EXERCISE GOAL –
Will you quote only the lines starting at the one that contains "Practice step: indicate the car windshield" and ending with the last line of the listing below, inclusive?

---------- RECORDS SHOWN ----------

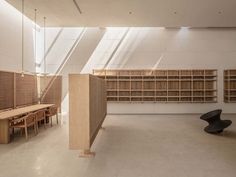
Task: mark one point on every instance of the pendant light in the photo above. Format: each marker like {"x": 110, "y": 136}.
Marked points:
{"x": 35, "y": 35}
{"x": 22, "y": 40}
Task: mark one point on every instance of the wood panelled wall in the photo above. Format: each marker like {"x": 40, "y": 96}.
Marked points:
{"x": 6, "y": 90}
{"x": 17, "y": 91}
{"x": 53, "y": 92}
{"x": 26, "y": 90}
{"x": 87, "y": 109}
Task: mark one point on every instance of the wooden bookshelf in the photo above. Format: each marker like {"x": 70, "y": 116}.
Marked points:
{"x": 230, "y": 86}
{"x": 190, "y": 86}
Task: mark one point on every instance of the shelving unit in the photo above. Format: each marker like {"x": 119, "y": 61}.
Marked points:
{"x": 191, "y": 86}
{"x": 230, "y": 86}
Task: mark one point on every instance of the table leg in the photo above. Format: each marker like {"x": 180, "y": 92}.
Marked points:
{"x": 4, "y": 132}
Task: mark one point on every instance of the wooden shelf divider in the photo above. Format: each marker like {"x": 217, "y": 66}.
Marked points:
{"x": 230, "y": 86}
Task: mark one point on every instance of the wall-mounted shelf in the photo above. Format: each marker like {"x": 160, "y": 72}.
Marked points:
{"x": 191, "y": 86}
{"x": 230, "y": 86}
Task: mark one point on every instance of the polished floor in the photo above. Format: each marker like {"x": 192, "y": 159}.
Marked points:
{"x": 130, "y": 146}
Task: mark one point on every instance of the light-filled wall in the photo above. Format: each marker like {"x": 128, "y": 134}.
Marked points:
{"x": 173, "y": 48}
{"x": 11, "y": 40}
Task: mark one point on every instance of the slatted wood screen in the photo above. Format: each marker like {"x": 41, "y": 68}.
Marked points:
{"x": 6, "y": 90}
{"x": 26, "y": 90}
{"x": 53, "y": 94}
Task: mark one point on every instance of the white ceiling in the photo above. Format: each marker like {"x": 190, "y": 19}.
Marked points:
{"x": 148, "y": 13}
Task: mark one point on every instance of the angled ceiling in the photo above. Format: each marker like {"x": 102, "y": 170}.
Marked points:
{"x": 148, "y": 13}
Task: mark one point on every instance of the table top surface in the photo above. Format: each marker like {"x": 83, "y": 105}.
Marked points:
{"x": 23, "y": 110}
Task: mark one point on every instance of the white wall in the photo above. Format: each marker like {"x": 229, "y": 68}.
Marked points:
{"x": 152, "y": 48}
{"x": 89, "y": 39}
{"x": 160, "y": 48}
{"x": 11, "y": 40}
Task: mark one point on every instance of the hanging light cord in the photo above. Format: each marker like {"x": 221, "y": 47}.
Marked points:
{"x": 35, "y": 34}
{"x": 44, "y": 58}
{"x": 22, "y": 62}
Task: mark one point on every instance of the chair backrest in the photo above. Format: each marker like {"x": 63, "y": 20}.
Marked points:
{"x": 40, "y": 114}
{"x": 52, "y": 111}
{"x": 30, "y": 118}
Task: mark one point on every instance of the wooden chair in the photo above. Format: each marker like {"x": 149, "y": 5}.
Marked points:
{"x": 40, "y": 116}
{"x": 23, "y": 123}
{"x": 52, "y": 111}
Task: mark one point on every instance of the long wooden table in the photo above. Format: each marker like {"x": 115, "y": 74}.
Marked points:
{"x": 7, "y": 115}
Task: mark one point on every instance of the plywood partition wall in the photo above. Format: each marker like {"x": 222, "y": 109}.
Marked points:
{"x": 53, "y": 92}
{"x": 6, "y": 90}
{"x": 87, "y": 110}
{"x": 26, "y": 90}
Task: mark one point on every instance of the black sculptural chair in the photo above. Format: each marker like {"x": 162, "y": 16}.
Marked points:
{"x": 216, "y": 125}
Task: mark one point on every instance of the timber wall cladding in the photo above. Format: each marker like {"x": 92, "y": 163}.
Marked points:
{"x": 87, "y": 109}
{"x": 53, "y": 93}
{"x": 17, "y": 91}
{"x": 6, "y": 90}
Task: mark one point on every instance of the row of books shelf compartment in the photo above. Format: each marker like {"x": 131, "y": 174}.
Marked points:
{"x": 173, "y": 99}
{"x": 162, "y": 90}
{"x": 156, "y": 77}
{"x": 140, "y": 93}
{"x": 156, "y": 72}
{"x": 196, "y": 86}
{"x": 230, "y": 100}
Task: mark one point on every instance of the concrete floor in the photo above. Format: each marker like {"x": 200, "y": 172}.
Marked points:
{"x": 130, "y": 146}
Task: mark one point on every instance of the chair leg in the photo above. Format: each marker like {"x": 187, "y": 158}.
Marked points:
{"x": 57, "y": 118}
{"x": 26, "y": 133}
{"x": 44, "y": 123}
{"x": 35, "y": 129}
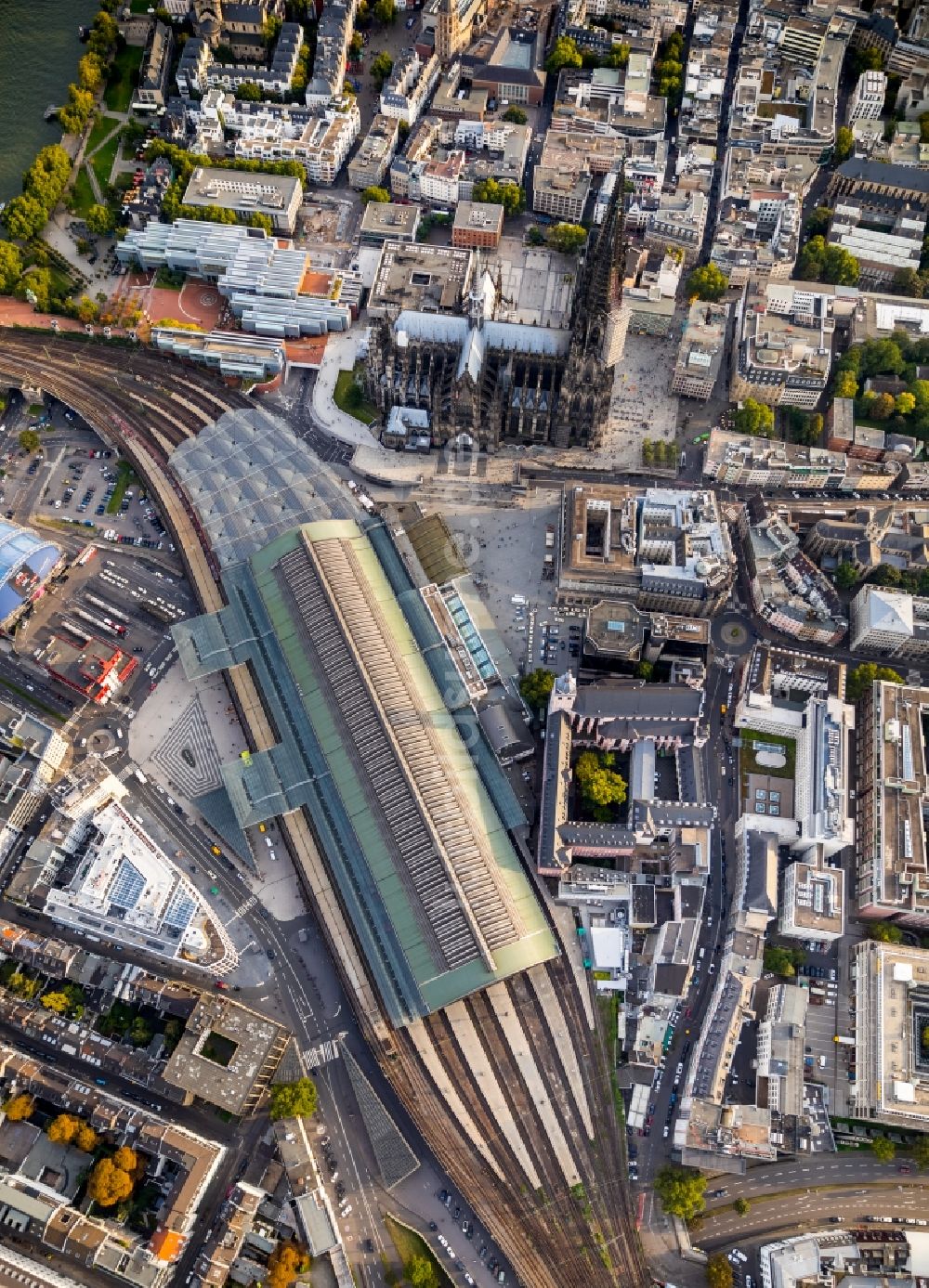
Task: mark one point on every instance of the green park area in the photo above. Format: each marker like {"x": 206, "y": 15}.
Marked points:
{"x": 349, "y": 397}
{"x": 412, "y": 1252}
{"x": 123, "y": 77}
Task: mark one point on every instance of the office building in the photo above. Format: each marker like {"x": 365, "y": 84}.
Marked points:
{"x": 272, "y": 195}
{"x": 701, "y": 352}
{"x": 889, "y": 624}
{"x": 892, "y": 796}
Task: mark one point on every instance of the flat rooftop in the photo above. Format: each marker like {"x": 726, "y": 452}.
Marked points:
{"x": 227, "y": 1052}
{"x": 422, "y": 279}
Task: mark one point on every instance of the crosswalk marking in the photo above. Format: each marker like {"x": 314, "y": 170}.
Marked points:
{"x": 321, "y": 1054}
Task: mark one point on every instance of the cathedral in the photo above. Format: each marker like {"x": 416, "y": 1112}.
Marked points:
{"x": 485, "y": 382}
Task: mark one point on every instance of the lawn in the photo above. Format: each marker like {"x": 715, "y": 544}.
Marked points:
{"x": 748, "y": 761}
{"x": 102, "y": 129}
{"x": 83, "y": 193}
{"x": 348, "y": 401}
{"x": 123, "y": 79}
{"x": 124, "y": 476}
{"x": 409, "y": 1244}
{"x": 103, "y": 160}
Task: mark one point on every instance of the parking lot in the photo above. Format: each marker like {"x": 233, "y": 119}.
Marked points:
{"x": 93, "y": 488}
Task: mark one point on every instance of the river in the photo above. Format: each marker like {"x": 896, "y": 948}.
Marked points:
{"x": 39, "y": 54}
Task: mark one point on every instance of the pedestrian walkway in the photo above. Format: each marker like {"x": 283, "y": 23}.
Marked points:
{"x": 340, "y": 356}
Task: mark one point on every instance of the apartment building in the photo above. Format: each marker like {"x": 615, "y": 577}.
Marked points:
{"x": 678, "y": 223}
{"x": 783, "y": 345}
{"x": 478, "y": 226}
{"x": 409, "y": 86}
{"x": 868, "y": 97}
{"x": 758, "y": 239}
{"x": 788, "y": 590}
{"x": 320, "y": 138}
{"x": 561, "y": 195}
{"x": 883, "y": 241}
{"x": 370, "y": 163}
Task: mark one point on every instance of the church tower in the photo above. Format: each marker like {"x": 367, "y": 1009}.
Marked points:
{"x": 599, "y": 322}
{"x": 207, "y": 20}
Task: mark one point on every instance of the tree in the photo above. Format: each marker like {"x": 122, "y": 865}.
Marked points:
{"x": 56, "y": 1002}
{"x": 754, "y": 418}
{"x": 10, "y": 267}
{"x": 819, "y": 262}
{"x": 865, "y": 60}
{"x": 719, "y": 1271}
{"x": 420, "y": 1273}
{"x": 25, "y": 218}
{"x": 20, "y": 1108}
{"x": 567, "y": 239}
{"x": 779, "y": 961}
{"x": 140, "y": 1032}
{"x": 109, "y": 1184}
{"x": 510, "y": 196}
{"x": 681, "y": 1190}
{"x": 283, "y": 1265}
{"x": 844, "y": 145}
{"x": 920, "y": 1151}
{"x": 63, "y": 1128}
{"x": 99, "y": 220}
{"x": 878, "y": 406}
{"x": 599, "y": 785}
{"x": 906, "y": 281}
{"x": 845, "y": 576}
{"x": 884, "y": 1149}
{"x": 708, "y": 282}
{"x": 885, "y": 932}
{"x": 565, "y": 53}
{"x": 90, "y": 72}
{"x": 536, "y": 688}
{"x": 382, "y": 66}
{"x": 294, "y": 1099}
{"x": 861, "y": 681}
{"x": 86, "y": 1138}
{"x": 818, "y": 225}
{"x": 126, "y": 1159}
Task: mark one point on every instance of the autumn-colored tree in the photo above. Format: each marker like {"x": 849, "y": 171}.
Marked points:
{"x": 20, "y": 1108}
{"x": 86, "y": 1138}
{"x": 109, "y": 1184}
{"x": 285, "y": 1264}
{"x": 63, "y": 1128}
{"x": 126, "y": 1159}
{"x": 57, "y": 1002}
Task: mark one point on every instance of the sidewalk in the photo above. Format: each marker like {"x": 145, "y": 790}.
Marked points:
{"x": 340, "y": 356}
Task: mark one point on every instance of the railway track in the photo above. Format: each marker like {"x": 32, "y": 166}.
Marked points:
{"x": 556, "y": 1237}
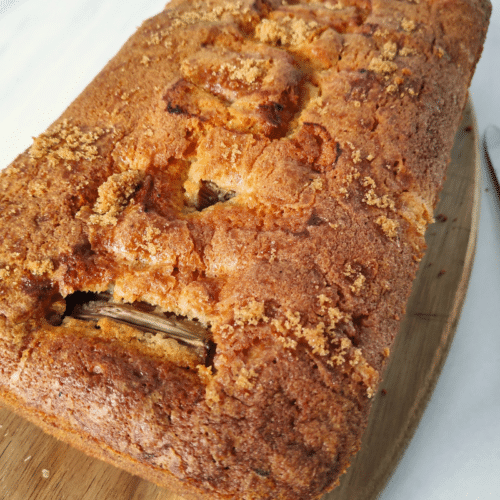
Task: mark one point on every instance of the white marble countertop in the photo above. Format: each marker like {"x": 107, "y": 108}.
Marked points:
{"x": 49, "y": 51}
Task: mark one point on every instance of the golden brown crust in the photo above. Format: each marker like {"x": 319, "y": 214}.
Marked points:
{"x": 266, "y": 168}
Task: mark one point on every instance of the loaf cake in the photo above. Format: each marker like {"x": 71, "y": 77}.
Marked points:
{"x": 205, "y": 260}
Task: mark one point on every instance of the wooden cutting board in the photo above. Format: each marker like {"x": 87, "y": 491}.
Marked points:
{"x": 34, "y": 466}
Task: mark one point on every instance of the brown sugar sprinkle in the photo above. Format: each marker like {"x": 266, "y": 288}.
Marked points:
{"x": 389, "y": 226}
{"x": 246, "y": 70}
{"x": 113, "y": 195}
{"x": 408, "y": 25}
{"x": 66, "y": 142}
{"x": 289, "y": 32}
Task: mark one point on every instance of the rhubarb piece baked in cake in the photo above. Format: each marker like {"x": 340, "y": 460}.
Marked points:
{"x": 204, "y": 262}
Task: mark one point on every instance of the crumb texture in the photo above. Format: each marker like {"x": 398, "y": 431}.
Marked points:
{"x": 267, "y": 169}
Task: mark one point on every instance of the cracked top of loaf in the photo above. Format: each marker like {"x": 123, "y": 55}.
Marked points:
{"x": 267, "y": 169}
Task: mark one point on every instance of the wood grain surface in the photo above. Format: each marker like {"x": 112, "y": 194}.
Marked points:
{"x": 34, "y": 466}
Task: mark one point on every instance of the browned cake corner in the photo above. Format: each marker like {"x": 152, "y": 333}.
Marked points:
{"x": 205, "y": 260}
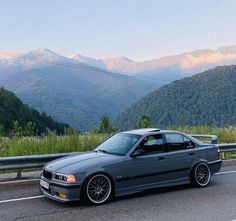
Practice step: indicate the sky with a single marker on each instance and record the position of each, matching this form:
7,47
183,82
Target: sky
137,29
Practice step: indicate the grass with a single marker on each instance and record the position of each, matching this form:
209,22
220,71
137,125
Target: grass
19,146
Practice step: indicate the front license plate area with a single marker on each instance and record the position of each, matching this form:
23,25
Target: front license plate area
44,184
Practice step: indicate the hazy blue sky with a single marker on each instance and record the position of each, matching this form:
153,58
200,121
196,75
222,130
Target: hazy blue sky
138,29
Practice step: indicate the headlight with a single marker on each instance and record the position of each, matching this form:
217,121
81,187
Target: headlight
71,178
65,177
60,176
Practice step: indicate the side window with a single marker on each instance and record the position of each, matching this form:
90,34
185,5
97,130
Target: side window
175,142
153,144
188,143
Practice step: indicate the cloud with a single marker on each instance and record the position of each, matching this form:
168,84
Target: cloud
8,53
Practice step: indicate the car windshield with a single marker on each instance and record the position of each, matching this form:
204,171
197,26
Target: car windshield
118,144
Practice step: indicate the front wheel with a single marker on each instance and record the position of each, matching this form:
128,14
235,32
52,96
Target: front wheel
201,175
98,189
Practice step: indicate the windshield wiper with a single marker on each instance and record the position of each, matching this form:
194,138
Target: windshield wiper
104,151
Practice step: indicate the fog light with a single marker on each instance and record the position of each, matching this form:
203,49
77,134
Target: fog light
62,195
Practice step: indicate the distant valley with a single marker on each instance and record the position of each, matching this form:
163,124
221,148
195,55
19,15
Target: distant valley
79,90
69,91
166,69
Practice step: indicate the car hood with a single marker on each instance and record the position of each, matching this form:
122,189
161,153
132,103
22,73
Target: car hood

----------

RESULT FOR THIS EXERCISE –
Practice step: indicate the car windshield with a single marker on each instance and record the position of each, matching this form:
204,171
197,26
Target: car windshield
118,144
Practice step: indicate the front wheel with a single marker on each instance and record the position of each, matching this form:
128,14
235,32
52,96
Target: front wheel
201,175
98,189
Practice step: indicate the windshield wiper with a single marker on each instance and record the position of each, matching this form:
194,138
Target: windshield wiper
104,151
Practice step: indicate the fog light with a single marker on each instance and record the position of each, matching this form:
203,49
77,134
Target: fog light
62,195
Practice step: indicate the distant valley with a single marker on each instance and record the position of each, matching this form:
163,124
221,148
195,55
19,15
Target: distant valley
79,90
69,91
166,69
Practice step: indicate the car hood with a single marker on each instance and record the position of each, matching this form:
122,189
161,153
132,103
22,73
Target: car hood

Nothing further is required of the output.